[Dataset items]
--- START ---
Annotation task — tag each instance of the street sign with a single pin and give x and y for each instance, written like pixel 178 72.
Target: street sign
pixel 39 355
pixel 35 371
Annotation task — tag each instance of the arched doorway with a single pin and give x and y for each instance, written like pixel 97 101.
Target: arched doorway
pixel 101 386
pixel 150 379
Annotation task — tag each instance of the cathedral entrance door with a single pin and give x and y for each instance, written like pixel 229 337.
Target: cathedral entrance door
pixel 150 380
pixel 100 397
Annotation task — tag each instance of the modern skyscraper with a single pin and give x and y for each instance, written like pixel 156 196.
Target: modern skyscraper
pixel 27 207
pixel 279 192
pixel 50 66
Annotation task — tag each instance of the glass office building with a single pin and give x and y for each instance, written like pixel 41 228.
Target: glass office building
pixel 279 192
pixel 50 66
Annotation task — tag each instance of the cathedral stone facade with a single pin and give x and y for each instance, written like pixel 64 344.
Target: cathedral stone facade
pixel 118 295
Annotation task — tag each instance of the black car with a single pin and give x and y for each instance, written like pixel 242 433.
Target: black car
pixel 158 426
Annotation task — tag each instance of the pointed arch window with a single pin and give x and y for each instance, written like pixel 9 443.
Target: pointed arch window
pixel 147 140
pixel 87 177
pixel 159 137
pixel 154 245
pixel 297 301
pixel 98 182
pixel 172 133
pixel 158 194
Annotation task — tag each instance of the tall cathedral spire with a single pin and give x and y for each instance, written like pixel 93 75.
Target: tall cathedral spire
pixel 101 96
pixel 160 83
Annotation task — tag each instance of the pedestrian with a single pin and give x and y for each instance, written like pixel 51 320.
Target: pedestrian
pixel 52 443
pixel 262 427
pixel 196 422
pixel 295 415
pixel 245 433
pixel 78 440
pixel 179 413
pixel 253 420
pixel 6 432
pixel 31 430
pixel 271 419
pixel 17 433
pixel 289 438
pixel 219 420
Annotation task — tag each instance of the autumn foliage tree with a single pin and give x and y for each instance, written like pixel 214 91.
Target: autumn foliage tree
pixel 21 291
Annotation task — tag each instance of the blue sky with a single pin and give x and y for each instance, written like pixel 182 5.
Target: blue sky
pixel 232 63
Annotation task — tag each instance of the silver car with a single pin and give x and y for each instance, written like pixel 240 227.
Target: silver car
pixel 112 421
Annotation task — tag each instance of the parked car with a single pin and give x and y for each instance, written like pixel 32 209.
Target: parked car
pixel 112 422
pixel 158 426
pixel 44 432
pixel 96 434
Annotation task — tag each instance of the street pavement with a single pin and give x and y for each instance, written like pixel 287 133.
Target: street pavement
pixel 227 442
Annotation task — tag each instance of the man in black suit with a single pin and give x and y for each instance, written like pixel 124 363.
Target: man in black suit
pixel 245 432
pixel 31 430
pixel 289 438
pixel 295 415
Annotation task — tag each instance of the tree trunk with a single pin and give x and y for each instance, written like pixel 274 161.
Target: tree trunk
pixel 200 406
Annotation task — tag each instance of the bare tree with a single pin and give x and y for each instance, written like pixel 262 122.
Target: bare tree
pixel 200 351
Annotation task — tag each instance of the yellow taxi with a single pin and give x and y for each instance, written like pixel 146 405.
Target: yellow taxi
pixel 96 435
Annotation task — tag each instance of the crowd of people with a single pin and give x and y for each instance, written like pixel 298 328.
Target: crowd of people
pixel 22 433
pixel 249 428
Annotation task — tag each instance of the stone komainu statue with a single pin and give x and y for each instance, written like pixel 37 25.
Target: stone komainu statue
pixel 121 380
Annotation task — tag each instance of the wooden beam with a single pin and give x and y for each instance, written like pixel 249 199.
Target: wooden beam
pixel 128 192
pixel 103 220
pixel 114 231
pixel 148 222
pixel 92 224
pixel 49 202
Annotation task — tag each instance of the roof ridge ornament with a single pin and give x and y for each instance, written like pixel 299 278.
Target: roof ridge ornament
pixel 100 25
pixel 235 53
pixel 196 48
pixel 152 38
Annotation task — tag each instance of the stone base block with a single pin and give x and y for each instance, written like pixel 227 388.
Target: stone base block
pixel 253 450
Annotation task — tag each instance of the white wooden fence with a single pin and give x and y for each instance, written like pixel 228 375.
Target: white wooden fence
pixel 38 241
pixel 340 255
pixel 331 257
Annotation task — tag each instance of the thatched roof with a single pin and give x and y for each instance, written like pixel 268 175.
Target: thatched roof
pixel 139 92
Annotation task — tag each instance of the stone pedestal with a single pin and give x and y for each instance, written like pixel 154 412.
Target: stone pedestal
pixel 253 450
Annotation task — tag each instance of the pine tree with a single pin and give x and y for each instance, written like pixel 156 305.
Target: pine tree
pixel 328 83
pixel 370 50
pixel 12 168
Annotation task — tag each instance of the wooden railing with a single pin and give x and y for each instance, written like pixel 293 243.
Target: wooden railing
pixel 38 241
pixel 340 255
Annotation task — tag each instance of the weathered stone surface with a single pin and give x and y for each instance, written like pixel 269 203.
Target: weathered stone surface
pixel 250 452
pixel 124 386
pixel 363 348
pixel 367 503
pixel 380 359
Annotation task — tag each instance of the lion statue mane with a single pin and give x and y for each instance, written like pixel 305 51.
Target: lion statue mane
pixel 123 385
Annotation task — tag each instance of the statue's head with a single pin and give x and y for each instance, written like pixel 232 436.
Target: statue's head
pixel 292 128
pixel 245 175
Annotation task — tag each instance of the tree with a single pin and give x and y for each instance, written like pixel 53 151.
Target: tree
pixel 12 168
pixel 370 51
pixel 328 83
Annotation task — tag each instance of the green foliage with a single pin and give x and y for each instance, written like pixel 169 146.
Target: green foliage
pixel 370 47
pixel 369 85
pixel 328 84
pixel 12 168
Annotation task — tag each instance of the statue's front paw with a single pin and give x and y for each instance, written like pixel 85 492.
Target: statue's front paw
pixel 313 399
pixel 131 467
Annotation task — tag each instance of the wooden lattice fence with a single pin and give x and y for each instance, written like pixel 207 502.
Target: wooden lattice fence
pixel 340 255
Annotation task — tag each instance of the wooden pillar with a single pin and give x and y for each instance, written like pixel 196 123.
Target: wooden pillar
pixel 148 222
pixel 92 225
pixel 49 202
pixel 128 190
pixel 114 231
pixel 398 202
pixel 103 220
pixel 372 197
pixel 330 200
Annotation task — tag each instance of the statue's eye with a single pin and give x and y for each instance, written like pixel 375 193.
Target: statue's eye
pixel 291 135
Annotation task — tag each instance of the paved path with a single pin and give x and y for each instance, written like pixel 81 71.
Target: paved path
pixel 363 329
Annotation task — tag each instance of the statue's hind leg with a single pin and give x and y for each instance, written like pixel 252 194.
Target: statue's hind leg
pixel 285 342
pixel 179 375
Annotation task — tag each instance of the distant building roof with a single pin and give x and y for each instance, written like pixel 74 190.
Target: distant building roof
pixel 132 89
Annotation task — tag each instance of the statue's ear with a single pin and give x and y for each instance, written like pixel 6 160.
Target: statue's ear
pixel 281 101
--- END ---
Repeat the lines from the one with "Annotation task — tag each instance of the cathedral entrance" up to and including the one with "pixel 100 397", swapping "entrance door" for "main door" and leaving everything else unchanged.

Annotation task — tag each instance of the cathedral main door with a single pin and give x and y for each instance, written like pixel 229 337.
Target: cathedral main door
pixel 150 380
pixel 100 397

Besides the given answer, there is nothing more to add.